Tâche 1
Relevez chaque ligne des entrées ci-dessous qui contient le mot « target ».

Extrait du texte
Évaluation du flux d’informations sur les événements météorologiques à fort impact

Seize ans jour pour jour après que l’ouragan Katrina a dévasté la Louisiane, le 29 août 2021, Ida s’est abattu sur la ville portuaire de Port Fourchon, sur la côte du Golfe, en tant que cyclone de catégorie 4, laissant derrière lui un vaste sillage de destruction.

Un peu plus d’un an plus tard, les vents puissants et la tempête catastrophique de l’ouragan Ian ont détruit des milliers de propriétés et tué près de 150 personnes dans le sud-ouest de la Floride.

Et fin août 2023, les villes balnéaires et les villages de pêcheurs de Big Bend en Floride ont été directement touchés lorsque l’ouragan Idalia a frappé la région en tant que tempête de catégorie 3. L’une des petites villes de la région, Horseshoe Beach, qui compte 171 habitants, « a été pratiquement rayée de la carte », a déclaré un habitant.

Au cours des opérations de nettoyage et de rétablissement qui ont suivi chacune de ces tempêtes destructrices, les responsables gouvernementaux et les habitants ont dû réfléchir à une série de questions brûlantes : dans quelle mesure les prévisions météorologiques étaient-elles fiables et précises à différentes échéances ? Qui était le plus vulnérable aux risques de tempête et pourquoi ? Et dans quelle mesure les messages d’alerte étaient-ils reçus et compris par le public ?

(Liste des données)
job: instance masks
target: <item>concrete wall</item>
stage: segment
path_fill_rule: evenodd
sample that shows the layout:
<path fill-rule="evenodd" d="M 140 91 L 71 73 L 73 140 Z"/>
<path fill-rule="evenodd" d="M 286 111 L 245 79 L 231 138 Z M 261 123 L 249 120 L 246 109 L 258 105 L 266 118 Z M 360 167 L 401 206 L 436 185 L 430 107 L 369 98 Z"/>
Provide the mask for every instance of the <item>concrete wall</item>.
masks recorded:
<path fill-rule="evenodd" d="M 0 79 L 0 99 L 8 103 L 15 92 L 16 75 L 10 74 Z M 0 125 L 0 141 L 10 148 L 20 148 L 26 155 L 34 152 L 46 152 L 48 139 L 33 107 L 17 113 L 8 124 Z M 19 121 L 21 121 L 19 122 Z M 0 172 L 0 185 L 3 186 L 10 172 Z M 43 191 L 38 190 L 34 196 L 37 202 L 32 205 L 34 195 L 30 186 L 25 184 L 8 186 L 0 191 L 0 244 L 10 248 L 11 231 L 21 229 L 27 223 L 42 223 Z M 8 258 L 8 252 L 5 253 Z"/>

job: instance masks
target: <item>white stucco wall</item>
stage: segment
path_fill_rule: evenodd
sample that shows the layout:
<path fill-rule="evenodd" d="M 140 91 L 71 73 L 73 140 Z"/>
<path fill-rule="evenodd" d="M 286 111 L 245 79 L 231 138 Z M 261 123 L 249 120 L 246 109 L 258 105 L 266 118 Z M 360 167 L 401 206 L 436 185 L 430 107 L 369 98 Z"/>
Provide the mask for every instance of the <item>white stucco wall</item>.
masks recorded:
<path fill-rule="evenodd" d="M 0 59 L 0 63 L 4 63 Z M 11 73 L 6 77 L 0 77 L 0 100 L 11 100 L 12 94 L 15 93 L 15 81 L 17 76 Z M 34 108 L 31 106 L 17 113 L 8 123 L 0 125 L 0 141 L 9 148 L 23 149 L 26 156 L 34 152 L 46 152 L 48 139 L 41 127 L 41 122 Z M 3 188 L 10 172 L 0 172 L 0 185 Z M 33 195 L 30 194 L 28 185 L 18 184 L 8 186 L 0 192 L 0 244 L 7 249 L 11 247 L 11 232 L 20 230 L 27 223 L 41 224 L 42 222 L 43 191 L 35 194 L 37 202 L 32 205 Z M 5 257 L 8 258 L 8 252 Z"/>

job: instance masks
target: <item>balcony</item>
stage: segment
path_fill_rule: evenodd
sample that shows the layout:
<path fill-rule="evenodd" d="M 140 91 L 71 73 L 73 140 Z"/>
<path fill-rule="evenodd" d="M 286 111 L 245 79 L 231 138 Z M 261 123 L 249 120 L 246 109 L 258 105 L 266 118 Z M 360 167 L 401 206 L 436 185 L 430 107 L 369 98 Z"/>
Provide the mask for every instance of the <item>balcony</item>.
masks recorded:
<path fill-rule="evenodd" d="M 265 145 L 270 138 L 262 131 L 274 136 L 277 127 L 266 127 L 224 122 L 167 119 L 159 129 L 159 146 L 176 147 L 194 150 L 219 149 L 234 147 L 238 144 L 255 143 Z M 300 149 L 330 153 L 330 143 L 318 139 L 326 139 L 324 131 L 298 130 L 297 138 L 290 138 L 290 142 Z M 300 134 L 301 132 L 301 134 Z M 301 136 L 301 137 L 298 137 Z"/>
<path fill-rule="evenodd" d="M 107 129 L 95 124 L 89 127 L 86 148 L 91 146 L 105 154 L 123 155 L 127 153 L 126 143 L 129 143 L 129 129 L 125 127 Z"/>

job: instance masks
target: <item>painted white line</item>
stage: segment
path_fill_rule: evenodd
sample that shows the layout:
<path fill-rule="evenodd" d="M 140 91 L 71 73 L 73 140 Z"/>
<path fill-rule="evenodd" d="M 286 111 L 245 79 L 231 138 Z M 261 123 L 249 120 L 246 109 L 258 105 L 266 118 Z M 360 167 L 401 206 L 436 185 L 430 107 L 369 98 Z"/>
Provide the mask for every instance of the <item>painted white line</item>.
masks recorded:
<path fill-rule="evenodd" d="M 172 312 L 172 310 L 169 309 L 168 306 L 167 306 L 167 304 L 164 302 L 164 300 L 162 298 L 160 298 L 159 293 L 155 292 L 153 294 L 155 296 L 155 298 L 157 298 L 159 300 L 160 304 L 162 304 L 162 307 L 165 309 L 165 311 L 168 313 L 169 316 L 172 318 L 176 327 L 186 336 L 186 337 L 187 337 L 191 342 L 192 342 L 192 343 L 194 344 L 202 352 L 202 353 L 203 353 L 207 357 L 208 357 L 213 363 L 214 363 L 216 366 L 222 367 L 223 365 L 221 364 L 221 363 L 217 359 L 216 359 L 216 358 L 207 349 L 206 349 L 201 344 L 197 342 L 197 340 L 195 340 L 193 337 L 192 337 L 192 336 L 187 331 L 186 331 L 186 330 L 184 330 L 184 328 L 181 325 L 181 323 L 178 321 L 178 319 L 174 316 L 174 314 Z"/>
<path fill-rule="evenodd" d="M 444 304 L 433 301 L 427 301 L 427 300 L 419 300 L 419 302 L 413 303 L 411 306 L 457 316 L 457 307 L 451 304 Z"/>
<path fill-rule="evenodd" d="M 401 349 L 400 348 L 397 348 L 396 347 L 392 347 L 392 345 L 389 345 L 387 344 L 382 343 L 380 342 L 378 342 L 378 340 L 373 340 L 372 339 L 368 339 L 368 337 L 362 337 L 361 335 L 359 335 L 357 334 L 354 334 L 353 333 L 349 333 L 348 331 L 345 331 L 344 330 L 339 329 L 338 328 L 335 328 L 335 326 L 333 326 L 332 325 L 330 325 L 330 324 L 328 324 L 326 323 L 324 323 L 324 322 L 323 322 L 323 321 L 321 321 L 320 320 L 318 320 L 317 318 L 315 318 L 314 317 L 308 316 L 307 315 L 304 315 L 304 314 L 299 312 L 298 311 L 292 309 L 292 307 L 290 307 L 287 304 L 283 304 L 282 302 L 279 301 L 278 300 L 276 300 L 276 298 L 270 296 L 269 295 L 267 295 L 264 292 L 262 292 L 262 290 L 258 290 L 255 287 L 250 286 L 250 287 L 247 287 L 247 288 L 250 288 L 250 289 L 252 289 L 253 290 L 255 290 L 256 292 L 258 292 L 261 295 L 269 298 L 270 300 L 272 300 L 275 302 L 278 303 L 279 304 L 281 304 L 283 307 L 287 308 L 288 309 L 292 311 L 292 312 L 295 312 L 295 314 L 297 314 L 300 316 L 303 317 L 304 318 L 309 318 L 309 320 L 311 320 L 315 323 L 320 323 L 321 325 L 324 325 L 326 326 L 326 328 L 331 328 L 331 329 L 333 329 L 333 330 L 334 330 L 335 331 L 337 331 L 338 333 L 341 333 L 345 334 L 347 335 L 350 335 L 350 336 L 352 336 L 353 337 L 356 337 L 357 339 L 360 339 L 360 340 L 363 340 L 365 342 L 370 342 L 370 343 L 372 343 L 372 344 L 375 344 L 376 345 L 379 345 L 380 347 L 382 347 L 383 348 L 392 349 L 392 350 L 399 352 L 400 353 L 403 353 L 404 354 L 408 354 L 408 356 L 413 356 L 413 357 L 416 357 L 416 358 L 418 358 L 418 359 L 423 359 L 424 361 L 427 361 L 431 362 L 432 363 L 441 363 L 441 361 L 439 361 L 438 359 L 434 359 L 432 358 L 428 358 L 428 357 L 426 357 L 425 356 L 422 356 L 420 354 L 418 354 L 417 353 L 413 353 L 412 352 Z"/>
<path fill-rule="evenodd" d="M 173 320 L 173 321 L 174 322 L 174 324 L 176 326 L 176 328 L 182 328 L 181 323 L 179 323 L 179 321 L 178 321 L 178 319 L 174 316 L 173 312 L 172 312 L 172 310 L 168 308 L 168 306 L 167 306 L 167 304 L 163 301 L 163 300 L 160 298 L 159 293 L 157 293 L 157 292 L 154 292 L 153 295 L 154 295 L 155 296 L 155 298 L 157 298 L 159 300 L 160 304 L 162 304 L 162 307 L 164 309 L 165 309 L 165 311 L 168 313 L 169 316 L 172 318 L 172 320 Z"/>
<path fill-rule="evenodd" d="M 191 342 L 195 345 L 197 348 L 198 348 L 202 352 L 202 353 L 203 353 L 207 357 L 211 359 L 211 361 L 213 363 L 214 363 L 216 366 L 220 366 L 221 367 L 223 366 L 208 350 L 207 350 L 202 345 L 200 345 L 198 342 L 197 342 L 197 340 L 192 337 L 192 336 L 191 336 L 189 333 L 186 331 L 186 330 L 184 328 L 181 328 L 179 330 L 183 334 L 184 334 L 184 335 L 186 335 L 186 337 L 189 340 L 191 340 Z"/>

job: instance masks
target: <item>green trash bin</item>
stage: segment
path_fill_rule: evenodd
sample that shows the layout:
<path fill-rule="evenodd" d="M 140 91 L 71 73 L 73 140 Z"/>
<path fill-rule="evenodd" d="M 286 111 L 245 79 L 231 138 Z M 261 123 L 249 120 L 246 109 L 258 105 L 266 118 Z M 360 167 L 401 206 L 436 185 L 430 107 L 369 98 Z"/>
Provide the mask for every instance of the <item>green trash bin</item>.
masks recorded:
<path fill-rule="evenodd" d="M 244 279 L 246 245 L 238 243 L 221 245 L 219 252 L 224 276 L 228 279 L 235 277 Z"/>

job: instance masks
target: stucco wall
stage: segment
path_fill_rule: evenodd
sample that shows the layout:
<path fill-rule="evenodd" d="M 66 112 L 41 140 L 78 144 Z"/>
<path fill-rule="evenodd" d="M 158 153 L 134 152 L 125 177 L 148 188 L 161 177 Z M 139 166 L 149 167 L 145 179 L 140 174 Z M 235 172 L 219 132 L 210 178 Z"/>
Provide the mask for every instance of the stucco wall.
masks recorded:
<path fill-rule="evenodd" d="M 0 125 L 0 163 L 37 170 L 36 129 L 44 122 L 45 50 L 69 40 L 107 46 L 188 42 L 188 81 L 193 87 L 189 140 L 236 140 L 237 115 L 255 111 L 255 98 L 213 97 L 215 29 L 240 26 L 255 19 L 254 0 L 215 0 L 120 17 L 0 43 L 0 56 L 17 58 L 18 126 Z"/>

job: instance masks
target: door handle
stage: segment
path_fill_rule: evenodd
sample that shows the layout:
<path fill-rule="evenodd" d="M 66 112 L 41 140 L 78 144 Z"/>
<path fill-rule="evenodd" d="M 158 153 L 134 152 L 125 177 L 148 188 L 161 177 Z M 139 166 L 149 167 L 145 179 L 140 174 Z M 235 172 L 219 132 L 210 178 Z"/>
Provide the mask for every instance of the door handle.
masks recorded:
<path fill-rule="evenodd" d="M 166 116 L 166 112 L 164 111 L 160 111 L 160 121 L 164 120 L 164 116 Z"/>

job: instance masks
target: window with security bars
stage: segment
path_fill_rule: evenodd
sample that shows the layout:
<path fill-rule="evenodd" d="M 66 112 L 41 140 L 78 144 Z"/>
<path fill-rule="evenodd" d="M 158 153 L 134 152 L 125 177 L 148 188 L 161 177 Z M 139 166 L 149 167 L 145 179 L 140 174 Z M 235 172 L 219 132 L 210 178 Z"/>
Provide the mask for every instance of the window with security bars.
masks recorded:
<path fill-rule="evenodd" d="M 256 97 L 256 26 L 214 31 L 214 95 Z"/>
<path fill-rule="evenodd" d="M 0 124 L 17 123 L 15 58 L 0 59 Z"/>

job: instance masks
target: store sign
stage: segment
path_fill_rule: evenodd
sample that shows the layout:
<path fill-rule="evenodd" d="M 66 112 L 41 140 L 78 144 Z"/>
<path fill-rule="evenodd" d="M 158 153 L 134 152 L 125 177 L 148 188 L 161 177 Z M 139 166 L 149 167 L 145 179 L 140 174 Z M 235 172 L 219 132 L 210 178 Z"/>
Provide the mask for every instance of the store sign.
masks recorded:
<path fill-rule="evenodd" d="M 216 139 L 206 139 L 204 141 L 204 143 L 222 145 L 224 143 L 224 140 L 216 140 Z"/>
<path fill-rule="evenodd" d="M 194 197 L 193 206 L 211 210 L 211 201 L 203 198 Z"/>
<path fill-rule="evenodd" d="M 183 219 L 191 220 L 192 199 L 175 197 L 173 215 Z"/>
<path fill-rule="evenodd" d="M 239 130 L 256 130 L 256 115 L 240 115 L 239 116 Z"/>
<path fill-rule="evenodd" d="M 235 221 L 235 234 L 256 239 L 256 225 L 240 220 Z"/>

Tâche 2
Reproduisez à l'identique le passage du texte sur les ouragans ci-dessus, depuis « Un peu plus » jusqu'à « de la Floride. » inclus.

Résultat de la tâche 1
target: <item>concrete wall</item>
target: <item>white stucco wall</item>
target: <item>balcony</item>
target: <item>painted white line</item>
target: <item>green trash bin</item>
target: stucco wall
target: door handle
target: window with security bars
target: store sign

Résultat de la tâche 2
Un peu plus d’un an plus tard, les vents puissants et la tempête catastrophique de l’ouragan Ian ont détruit des milliers de propriétés et tué près de 150 personnes dans le sud-ouest de la Floride.